> Data to use:
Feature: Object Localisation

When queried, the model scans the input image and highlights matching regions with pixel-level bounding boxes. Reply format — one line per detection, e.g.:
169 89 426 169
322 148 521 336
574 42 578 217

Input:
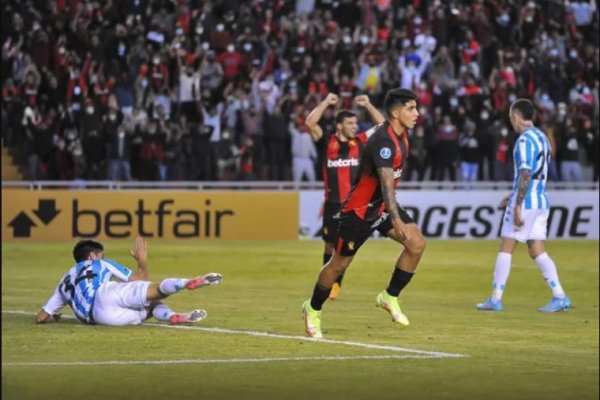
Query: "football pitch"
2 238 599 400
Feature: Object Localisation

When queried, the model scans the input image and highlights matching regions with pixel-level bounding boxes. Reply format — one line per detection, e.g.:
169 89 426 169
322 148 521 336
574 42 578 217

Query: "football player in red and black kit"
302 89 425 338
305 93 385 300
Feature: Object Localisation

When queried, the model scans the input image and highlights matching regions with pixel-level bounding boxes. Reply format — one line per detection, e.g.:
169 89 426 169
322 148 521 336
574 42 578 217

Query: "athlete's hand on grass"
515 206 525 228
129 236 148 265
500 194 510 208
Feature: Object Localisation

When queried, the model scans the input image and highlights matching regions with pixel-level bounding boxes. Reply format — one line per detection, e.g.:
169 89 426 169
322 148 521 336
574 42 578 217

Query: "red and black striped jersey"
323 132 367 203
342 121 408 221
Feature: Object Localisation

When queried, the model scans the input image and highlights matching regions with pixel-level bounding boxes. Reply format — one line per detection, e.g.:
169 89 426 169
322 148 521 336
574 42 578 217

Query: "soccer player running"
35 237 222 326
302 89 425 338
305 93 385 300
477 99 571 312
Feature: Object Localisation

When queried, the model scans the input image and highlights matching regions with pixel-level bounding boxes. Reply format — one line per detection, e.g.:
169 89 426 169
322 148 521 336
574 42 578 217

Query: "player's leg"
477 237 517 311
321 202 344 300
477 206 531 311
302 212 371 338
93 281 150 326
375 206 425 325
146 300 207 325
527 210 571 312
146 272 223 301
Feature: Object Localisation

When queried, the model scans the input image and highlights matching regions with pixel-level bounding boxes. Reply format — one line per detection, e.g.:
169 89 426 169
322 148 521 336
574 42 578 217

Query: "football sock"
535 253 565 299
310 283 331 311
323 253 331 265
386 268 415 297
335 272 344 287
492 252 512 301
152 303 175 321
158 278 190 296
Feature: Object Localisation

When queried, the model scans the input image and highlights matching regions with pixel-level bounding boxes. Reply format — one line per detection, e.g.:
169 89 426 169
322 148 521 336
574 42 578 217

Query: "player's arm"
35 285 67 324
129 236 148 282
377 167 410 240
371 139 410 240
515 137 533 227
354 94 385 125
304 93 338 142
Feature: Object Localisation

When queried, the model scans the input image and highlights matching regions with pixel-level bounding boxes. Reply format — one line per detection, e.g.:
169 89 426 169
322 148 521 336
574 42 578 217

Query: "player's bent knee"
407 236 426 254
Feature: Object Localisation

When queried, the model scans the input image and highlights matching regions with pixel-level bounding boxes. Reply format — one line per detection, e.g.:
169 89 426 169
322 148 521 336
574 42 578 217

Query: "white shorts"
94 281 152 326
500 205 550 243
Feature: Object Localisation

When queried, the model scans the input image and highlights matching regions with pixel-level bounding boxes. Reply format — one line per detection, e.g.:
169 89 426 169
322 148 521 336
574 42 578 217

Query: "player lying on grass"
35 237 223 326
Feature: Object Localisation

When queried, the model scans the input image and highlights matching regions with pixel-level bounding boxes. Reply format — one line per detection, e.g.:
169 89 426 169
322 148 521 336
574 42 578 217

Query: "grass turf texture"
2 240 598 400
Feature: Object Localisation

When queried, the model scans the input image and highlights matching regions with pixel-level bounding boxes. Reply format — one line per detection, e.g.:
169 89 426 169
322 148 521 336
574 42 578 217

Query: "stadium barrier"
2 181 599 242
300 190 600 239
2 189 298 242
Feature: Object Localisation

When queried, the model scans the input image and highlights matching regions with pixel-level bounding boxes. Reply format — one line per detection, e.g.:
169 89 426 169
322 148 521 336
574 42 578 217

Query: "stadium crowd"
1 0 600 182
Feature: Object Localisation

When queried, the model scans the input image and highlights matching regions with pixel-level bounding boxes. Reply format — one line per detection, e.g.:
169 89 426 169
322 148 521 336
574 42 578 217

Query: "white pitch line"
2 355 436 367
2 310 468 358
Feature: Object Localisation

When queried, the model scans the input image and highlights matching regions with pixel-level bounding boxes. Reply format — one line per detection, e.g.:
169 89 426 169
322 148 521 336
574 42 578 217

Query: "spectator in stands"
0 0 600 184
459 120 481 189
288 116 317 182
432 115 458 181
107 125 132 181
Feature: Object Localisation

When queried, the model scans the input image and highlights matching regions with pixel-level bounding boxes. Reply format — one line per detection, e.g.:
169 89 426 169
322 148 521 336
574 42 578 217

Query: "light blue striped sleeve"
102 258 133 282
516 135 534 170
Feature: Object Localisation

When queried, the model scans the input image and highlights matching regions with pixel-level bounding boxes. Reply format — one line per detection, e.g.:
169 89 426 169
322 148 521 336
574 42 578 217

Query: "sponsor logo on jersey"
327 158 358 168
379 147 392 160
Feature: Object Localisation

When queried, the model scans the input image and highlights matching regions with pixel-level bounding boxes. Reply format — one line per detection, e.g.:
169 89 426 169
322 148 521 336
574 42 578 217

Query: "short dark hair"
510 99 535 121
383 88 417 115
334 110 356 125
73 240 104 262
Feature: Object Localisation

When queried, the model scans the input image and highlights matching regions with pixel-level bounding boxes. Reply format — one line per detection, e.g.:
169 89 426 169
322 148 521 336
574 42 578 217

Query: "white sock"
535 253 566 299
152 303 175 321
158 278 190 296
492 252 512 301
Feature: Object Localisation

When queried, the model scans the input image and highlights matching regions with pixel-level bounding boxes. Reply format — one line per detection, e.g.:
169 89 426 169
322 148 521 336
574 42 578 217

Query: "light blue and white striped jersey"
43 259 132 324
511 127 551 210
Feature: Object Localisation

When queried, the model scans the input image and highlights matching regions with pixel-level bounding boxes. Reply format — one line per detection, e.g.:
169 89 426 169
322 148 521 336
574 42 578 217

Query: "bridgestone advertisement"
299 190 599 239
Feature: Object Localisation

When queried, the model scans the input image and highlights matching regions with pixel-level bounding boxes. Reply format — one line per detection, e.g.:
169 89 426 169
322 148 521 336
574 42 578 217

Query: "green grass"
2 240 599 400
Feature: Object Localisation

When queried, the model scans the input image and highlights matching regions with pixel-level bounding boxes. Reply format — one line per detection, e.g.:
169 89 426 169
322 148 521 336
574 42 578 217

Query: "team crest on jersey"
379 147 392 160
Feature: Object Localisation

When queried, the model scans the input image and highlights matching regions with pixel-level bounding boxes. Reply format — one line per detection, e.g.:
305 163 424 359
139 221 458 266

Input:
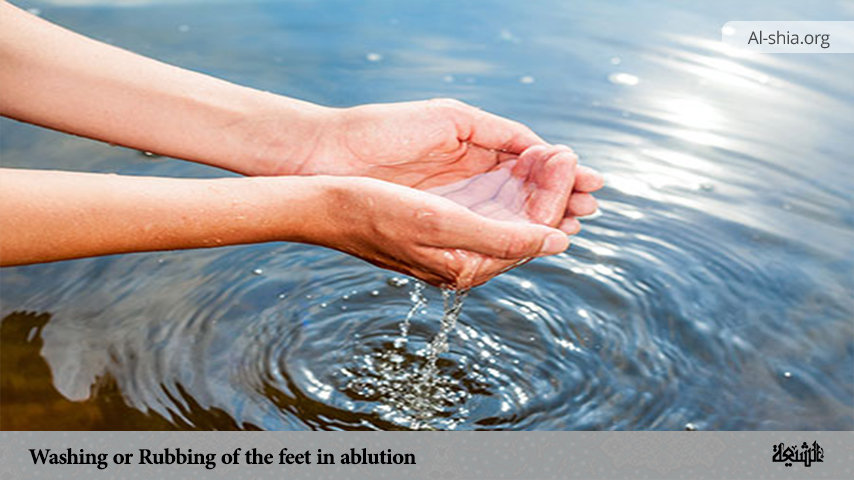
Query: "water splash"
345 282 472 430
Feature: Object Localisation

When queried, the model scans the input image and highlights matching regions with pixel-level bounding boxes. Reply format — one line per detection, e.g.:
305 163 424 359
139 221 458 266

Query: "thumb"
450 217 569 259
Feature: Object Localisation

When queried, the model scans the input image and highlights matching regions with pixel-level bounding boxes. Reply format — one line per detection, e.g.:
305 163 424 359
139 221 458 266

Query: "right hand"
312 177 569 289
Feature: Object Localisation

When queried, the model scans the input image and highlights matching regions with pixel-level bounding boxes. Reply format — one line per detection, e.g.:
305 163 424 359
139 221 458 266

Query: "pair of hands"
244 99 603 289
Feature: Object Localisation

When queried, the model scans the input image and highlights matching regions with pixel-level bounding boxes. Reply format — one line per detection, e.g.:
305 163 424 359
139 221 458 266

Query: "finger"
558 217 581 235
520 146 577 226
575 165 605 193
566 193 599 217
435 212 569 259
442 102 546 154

> Task objective: Please copy every line of the material above word for word, leaving out the pictures.

> Result of the exercise:
Feature: Object Localisation

When queried, the model scans the input image and highlights matching regions with pixel-level bounding boxes. Reply format — one line per detection, e.g.:
169 89 426 169
322 148 521 336
574 42 578 217

Input:
Query: "football pitch"
2 238 599 400
Feature: Object Localisation

When queried, the model scans the input image and highlights matching regions with pixel-level bounding boxes. Reply format — one line per detection, e.g.:
169 89 426 169
322 148 521 336
574 42 578 217

Query: "football player in red and black kit"
302 89 425 338
305 93 385 300
Feature: Object Localisation

When queried, the model scans the input image and highlights matching regions with pixel-level bounding boxes. Reply format — one line per detection, e.g.:
169 89 426 169
322 148 521 336
574 42 578 217

Query: "athlete's hand on grass"
515 206 525 228
129 236 148 265
500 194 510 208
Feature: Object Localisation

When queried, the model scans the input image and highlights matching regions with pixel-level bounding boxes. Reply format — one line per detection, e.g.:
169 89 426 169
322 148 521 336
574 42 578 217

Query: "red and black striped jersey"
323 132 367 203
342 121 408 221
Feature: Object Localisation

When queried, the model scans the input image and highlights matching regions with pixel-level bounding boxes. Reply format — one line per detection, e.g.:
169 89 426 169
322 148 521 336
574 42 578 217

Query: "soccer player running"
35 237 222 326
302 89 425 338
305 93 385 300
477 99 571 312
Feature: Object Localisation

When queried, the model scans the input image and highlights matching regions with pixel-level bounding boxes. Reply format — one line per detection, e.g.:
169 89 426 169
322 148 521 336
574 42 578 217

Query: "player's leg"
477 237 517 311
321 202 344 300
477 206 531 311
302 212 371 338
93 281 150 326
375 206 425 325
146 300 207 325
527 210 571 312
146 272 223 301
Feature: Object Localisation

When queried, the model scans the input image and highlights matching regions with pixel-level bounding boxes. Reply format — one line per detection, e.g.:
169 89 426 169
322 148 521 336
574 42 578 217

Query: "football sock"
535 253 565 299
310 283 331 311
323 253 331 265
386 268 415 297
335 272 344 287
492 252 512 301
152 303 175 321
158 278 190 296
Feature: Object Localisation

When queried, the model scans the input image and highlights matching regions with pixel-level bounding boxes. Reply format — one line per detection, e.g.:
169 89 426 169
322 148 521 336
574 42 578 217

Query: "player's arm"
35 285 67 324
129 236 148 282
377 167 410 240
371 139 410 240
515 137 533 227
354 94 385 125
304 93 338 142
Feature: Object Localisation

When queried, the model scans the input image and highlights matching regions with pixel-level bounding boxes. Reply format — one line per detection, e.g.:
169 89 426 169
322 148 521 336
574 42 578 217

Query: "player's bent knee"
407 236 426 254
Feature: Object Localisation

When queried, the model scans the input image and highlights matching regions with pixel-level bounding boxes. Reply format — one line per detection, e.g.:
169 89 426 169
322 148 521 336
574 42 578 217

Query: "white shorts"
94 281 152 326
500 205 550 243
Feature: Object Localisation

When queried, the model scans the input image and highlights matching regions with pixel-level bounding boxes. Reply format — one line per detection, e.g.:
169 89 426 169
322 148 521 336
574 42 578 217

Query: "player lying on grass"
35 237 223 326
Feature: Object Localisation

When queried, the model scans the input image and highlights matching regions with pixel-level bounding boxes. Reply format — one line per detection, e.g.:
169 89 426 169
322 148 521 336
574 42 578 217

Query: "grass turf texture"
2 240 598 400
Feature: Object Localisation

When queried, the model scans the input image and highlights matching regions with pixel-level bounding boxes. Reply format — one line per detection, e.g.:
169 89 426 169
322 148 521 336
574 42 578 217

Query: "stadium barrier"
2 181 599 242
300 190 600 239
2 189 298 242
Feature: Object Localisation

When queried, the model scans the input image and highlights matching regions with pixel-level bounding boxes. Reply format — one line per detection, e.g.:
169 89 426 169
322 148 521 336
574 42 578 217

Query: "stadium crowd"
1 0 600 182
Feature: Object Localisation

When queried, the model scans the input image and highlights matching regions with pixel-level bounding boxes. Reply format — one line per detection, e.g.:
169 89 426 169
322 148 521 336
574 42 578 217

Query: "white pitch line"
2 355 436 367
2 310 468 358
Feature: Object Localisation

When queried, the model scans the input image and highlights matching regions with pixel-level bounding boxes. Reply format — one line per detection, e.g.:
169 89 426 169
322 148 521 336
574 42 578 217

Query: "spectator in stands"
0 0 600 184
459 120 481 189
288 116 317 182
432 115 458 181
107 125 132 181
Feature: Object Localisation

When queried, the model scans the input image and highlights matching regions with pixel-level bounding boxes. Reply format — one line per detection, e.g.:
169 89 426 169
322 148 521 336
574 42 578 217

Query: "light blue striped sleeve"
102 258 133 282
516 135 534 170
Feature: Object Localisation

When queried, the model scans the input image and highlights matching regions with pixel-level bounding boxes. Reply format — one line per detection, e.g.:
169 89 426 169
322 148 521 336
574 42 578 217

Query: "sponsor logo on jersey"
327 158 358 168
379 147 392 160
Feature: Object Localisation

When queried, the model scans the input image and highlights matching regions with pixel-level bounding boxes. Reply format — one line per detection, e.g.:
169 89 426 169
322 148 521 336
574 42 578 217

Query: "short dark hair"
510 99 535 121
383 88 417 115
334 110 356 125
73 240 104 262
Feature: Object Localisation

When queried, the model scans the input image and highlights matching regions with pixel-level bounding boxes. Reply format — one line per detection, e.g.:
169 89 426 169
322 148 521 336
574 42 578 217

Query: "white sock"
535 253 566 299
152 303 175 321
158 278 190 296
492 252 512 301
Feature: Object Localisation

When queried, the model scans the input image and highlights matching regions with pixel-level bounding boxes. Reply format — one line per detection, e.g.:
169 89 426 169
322 148 521 336
574 42 578 217

Query: "light blue and white striped jersey"
43 259 132 324
511 127 551 210
Feature: Object Localisation

When queried, the model scans the input image and highlights matching regions with pixel-level bounding boxes. Reply format — one line per detection, e.g.:
169 89 426 169
322 148 521 336
574 42 578 217

Query: "bridgestone advertisement"
299 190 599 239
Feature: Object Localisation

When queried, the model scans the input image and highlights matching regions with pixel-level bounding boxes. Reply format — one line per detection, e.g.:
169 89 426 169
322 148 521 336
574 42 578 217

Query: "green grass"
2 240 599 400
Feature: Object Localisation

When queried, the model scans the input image and highlights matching regions with pixel-level bounding boxes. Reply format — one line per detection, e.g.:
169 89 426 169
322 148 521 336
574 42 578 217

Query: "team crest on jersey"
379 147 392 160
Feature: Object Localisation

When queried, the model scans the input image and highlights matching regions with pixel-level bounding boxes. Reply format — one line per detection, e.g.:
305 163 424 359
139 221 458 266

Input:
Query: "water splash"
345 282 472 430
Feature: Object Localisation

When queried, the model scans the input image and highlights matching regions with pixel-level bounding boxes. Reply format — one line per detection, e.g.:
305 163 424 359
139 221 458 266

Query: "thumb"
450 217 569 259
Feature: Object Localisation

When queried, the model scans the input image and highlights matching regions with pixel-level bounding boxes. Reply format — one line per detection, e.g.:
305 163 424 359
139 221 458 266

Query: "right hand"
312 177 569 289
Feature: Object Localisation

When queried, the model scans the input image and highlights matching regions with pixel-level bounding boxes. Reply format — one line per detection, e.g.:
305 163 424 359
139 221 458 266

Query: "pair of hands"
244 99 603 289
Feature: Object Localisation

When queried, the model scans the input image and highlights matching regions with pixel-level bounding boxes. Reply format — one line per detection, e.g.:
305 163 424 359
139 221 458 266

Query: "finger"
558 217 581 235
520 146 577 226
575 165 605 193
566 193 599 217
435 212 569 259
442 102 546 154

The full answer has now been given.